(Records contained in a dataset)
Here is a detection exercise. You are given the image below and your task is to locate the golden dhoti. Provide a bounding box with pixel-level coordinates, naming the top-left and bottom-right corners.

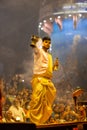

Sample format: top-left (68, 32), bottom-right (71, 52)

top-left (29, 76), bottom-right (56, 124)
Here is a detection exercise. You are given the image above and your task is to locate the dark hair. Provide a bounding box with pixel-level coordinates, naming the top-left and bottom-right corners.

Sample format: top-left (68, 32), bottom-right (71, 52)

top-left (42, 37), bottom-right (51, 41)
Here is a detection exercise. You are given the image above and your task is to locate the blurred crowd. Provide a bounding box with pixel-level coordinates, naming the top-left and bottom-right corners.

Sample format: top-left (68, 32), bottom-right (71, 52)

top-left (0, 75), bottom-right (87, 124)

- [BRIEF]
Rewrite the material from its first line through the line that contains "top-left (29, 76), bottom-right (56, 124)", changing "golden dhoti" to "saffron dhoti" and keeping everything else the same. Leave the pictures out.

- [COMPLETED EXERCISE]
Here is a detection exercise. You are given the image below and your task is to locate the saffron dhoti. Provide a bounding box with pixel-level coordinates, naming the top-left and bottom-right corners.


Sample format: top-left (68, 32), bottom-right (71, 52)

top-left (29, 76), bottom-right (56, 124)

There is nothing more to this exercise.